##### Recorded data

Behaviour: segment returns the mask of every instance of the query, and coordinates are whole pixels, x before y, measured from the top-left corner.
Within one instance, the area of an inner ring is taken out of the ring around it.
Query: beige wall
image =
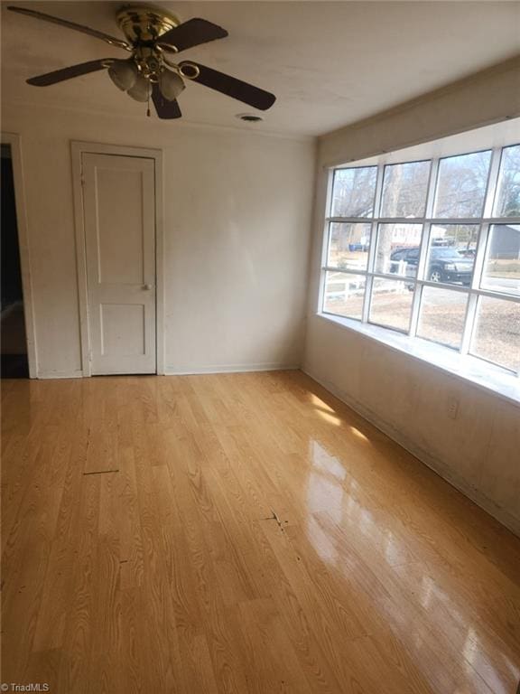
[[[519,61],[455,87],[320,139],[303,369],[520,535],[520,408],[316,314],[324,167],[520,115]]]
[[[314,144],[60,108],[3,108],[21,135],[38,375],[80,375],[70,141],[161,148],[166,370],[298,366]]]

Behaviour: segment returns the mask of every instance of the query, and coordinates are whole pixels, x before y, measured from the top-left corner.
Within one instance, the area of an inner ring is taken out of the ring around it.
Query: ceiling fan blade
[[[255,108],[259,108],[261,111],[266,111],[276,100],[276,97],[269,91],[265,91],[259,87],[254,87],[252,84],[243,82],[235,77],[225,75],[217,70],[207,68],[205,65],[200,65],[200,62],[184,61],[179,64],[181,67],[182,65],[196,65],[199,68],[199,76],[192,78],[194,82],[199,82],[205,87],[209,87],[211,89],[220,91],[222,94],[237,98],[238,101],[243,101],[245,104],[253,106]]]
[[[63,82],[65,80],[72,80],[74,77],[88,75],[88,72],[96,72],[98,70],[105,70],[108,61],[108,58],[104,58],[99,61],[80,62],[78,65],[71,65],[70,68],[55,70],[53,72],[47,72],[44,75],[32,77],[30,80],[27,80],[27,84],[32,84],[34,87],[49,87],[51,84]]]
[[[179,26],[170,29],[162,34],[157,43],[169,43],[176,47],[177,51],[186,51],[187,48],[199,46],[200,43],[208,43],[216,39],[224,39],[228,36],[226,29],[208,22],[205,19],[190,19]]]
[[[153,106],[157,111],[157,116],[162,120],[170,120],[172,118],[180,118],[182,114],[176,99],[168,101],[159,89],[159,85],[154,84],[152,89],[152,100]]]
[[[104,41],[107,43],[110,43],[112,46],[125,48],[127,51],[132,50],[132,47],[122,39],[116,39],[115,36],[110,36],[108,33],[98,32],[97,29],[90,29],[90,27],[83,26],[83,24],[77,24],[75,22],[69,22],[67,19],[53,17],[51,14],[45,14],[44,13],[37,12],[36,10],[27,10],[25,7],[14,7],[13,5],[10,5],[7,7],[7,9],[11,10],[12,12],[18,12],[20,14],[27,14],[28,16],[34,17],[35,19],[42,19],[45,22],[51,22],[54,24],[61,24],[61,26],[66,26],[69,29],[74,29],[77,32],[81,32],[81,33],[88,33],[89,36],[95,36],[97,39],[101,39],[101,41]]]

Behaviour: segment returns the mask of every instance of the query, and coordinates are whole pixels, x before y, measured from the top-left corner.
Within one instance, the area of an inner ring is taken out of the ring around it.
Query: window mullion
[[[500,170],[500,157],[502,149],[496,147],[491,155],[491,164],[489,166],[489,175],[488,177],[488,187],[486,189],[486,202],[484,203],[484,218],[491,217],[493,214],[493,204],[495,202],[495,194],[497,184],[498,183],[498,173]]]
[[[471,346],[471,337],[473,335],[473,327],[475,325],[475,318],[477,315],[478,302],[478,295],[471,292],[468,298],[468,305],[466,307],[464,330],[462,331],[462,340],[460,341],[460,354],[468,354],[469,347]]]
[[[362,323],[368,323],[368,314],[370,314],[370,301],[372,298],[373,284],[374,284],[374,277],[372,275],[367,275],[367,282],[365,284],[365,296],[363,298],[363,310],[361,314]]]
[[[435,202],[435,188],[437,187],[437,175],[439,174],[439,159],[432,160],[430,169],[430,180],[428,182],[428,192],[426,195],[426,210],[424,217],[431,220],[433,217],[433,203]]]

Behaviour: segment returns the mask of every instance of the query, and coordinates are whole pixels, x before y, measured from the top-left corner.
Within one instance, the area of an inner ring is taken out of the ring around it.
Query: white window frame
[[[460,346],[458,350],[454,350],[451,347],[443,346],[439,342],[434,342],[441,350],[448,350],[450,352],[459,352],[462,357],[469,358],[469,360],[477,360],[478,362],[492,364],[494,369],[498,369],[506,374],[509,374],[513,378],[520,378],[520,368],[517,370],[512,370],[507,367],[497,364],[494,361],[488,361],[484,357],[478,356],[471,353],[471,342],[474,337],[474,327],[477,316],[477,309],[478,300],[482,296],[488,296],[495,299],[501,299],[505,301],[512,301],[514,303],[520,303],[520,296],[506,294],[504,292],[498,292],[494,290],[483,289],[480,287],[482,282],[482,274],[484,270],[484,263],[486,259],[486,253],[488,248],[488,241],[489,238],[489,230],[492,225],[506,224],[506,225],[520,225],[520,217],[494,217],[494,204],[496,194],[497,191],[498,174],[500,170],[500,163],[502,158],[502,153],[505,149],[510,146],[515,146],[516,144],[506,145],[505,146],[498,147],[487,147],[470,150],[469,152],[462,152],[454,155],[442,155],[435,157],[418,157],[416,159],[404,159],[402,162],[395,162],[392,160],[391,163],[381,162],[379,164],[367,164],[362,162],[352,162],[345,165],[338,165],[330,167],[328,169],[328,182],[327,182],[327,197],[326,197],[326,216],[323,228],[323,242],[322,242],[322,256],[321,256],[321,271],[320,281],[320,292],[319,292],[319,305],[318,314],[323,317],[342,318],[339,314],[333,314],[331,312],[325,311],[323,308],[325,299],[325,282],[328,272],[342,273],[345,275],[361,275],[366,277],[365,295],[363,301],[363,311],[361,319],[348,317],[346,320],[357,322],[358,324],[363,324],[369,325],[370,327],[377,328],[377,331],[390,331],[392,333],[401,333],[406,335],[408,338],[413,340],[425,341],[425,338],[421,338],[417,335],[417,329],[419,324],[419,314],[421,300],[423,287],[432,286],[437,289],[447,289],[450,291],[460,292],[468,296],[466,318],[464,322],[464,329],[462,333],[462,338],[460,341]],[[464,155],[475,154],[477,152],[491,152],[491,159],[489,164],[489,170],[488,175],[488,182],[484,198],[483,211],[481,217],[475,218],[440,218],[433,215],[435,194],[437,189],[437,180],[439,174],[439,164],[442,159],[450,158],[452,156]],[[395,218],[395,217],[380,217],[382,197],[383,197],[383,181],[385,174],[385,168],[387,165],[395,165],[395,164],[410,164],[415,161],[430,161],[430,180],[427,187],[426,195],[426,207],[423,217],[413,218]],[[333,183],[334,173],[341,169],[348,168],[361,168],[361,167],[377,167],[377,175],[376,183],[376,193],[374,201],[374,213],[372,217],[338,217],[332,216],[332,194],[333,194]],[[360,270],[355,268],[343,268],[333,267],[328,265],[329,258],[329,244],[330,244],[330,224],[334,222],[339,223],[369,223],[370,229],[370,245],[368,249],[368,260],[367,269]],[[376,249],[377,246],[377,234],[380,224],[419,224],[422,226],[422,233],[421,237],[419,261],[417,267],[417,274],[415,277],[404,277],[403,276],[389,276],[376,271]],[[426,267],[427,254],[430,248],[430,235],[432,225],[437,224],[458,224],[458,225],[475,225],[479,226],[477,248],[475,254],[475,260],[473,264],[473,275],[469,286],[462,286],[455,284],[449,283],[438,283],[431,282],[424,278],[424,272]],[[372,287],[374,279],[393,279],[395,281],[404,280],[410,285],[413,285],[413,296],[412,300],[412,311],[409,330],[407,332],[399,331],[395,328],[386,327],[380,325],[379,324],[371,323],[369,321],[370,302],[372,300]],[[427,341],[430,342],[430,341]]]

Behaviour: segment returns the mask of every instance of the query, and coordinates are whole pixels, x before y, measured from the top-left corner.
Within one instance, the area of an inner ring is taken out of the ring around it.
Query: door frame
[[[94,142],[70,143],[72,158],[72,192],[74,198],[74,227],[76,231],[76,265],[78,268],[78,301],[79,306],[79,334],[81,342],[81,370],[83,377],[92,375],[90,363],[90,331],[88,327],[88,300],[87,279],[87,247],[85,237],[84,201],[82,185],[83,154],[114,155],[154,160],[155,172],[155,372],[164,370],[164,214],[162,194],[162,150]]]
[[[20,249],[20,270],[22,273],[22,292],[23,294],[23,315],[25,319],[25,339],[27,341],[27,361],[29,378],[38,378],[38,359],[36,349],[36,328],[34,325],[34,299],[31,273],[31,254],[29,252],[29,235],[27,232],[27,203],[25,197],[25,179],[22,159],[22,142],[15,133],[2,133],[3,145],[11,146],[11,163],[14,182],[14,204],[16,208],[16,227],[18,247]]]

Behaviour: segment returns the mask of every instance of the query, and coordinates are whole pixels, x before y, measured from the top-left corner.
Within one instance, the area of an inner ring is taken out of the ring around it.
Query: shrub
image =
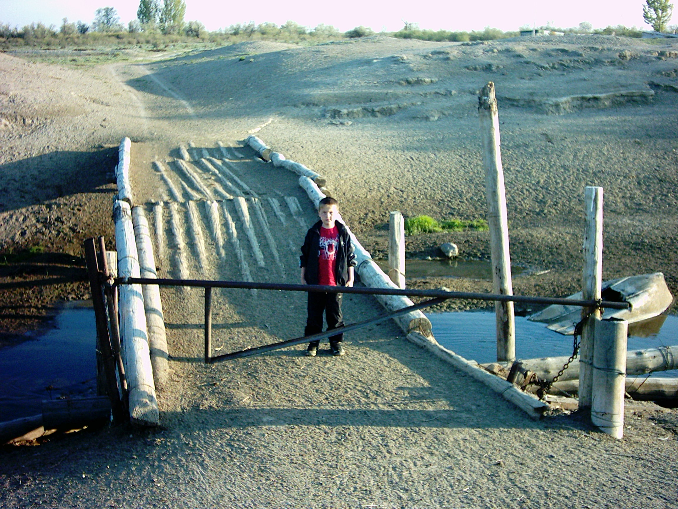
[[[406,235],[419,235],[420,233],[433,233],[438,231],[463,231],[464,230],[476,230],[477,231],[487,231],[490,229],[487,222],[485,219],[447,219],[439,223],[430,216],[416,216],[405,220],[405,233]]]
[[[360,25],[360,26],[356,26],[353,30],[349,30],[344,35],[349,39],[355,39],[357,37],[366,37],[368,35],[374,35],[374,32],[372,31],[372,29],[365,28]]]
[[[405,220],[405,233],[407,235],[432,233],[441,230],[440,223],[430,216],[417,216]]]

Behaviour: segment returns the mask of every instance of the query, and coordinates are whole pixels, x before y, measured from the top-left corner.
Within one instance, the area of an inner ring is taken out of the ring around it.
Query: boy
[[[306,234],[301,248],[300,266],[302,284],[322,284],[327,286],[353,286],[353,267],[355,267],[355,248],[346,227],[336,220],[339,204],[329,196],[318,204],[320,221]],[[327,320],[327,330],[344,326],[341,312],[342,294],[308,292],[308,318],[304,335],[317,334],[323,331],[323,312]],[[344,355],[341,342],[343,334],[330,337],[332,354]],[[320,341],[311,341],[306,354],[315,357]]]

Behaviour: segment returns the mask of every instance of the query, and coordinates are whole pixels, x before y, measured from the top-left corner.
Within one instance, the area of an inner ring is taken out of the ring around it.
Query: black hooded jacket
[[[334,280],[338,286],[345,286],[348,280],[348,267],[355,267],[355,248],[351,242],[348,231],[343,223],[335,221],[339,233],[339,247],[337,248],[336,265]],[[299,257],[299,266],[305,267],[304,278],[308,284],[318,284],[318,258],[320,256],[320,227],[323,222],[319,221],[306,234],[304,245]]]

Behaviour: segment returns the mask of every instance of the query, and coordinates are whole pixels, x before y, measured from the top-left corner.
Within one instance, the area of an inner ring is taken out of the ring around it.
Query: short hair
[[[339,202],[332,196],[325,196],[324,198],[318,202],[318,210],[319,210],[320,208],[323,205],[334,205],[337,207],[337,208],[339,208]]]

##########
##### Recorded data

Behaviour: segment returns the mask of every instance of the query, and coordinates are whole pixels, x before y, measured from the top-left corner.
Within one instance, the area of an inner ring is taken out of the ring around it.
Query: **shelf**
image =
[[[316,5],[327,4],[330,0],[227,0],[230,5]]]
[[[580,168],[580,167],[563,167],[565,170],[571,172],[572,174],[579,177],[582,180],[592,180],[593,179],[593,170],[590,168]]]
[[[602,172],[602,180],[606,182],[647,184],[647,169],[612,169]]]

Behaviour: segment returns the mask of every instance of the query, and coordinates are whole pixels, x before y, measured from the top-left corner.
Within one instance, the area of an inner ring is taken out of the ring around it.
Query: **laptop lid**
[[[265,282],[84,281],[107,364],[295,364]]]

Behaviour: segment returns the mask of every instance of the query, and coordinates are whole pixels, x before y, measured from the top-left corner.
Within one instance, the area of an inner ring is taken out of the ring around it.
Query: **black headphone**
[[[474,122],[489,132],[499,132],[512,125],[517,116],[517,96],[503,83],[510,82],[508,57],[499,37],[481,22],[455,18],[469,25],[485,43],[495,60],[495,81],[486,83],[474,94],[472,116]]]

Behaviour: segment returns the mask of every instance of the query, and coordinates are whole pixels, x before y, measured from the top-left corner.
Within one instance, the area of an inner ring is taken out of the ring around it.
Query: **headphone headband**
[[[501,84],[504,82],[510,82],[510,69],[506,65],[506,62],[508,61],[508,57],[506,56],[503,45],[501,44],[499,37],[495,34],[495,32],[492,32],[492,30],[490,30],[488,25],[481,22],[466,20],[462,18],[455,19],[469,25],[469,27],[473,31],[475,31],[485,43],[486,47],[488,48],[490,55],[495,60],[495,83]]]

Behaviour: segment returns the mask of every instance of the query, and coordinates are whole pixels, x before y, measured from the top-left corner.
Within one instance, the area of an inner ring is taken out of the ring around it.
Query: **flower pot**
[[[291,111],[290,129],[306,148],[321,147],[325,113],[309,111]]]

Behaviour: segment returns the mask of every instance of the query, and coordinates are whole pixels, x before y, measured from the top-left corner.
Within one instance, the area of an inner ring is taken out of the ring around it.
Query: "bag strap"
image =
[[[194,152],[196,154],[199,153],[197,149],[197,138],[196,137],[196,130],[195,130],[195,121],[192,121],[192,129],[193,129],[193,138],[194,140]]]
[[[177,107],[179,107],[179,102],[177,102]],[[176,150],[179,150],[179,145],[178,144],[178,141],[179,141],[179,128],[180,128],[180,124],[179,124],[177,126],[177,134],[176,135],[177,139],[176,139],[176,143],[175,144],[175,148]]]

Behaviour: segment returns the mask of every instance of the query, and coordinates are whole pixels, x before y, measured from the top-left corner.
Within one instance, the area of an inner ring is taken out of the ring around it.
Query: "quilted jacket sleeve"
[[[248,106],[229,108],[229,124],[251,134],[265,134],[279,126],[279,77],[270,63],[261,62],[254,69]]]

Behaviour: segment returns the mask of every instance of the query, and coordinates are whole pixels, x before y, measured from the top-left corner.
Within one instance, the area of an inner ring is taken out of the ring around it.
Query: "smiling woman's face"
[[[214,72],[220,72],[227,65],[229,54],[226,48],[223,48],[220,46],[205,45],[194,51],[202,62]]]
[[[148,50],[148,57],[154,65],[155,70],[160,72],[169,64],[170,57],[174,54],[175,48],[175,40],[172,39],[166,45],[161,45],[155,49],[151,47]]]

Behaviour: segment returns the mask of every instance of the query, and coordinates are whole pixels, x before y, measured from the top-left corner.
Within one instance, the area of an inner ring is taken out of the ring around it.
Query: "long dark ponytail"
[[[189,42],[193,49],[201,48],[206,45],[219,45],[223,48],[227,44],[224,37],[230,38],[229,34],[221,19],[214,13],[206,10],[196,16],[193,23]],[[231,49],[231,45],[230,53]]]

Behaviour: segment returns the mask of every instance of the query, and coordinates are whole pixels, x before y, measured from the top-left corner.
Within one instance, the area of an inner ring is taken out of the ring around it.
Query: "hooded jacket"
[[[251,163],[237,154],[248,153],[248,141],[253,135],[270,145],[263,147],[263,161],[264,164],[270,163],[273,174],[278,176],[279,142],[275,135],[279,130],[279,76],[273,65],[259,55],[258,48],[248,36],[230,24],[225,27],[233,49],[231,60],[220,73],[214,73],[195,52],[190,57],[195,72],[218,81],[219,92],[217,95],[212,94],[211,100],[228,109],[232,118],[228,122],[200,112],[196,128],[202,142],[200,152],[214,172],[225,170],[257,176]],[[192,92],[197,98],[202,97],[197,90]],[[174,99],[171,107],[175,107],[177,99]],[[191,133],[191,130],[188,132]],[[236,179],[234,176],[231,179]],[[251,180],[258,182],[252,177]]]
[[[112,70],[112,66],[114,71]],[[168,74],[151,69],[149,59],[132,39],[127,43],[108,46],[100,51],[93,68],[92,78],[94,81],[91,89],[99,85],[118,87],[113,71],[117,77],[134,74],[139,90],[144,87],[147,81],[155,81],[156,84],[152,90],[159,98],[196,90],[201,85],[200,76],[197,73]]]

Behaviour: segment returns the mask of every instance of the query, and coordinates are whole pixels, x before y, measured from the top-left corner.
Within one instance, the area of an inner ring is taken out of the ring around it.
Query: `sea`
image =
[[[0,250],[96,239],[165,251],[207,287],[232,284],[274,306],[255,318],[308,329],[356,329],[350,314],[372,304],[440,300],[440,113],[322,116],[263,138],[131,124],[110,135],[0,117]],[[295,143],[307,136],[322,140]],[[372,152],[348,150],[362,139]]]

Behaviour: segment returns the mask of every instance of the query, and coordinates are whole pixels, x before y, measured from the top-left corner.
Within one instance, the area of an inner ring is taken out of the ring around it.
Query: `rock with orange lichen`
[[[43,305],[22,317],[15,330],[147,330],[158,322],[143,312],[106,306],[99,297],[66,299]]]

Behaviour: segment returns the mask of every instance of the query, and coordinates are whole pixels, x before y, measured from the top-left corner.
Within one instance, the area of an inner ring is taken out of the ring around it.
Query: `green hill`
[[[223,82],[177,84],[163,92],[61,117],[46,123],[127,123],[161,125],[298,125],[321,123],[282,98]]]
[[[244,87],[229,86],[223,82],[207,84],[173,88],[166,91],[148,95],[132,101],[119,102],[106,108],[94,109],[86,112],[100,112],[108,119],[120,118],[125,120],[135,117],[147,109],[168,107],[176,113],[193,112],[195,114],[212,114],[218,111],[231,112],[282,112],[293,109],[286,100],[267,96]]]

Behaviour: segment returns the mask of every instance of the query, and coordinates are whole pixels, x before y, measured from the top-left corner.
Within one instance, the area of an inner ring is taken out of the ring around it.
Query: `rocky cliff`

##########
##### Recorded data

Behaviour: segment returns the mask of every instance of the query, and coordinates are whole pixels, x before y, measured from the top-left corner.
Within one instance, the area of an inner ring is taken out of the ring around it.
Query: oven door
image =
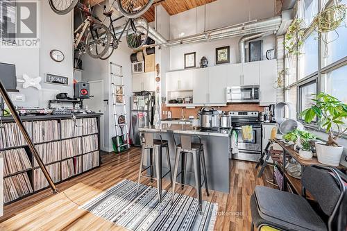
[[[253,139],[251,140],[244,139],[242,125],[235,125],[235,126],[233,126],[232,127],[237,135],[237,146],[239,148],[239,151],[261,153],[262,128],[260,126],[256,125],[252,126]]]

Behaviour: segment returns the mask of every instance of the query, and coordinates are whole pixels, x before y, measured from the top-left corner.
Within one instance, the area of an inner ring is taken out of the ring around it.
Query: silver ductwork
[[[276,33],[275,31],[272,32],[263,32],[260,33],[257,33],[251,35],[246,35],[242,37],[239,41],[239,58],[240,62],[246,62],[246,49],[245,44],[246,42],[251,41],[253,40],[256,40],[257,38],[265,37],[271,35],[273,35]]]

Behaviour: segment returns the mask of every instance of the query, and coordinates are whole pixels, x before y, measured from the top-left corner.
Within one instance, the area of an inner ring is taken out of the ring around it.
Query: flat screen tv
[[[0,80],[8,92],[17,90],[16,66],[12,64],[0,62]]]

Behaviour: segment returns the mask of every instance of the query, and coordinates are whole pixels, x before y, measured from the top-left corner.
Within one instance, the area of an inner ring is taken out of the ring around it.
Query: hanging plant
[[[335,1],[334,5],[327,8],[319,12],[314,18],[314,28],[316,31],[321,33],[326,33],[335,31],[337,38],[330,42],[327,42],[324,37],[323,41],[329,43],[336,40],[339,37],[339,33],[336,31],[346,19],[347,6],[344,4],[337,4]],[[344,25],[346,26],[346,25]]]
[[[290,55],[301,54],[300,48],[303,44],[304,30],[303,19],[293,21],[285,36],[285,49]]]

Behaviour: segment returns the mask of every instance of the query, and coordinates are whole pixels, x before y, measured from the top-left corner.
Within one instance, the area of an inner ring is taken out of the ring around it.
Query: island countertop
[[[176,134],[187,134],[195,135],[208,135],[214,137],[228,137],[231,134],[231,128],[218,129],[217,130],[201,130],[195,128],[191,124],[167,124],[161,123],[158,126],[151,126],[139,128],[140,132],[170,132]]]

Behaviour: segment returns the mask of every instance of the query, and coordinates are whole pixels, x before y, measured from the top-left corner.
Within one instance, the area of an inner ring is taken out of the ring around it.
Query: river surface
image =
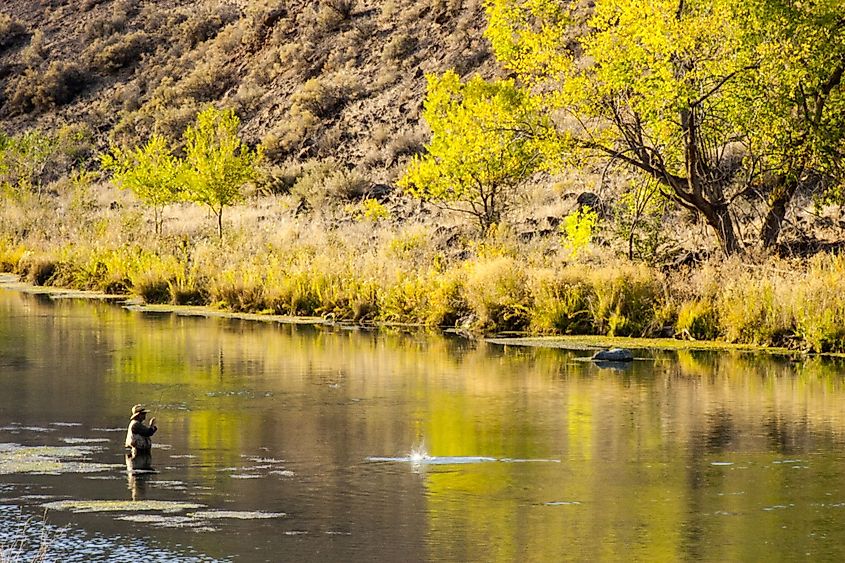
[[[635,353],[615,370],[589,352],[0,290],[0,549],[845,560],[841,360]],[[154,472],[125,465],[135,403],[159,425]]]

##########

How many lines in the collected data above contain the string "hooded"?

Written solution »
2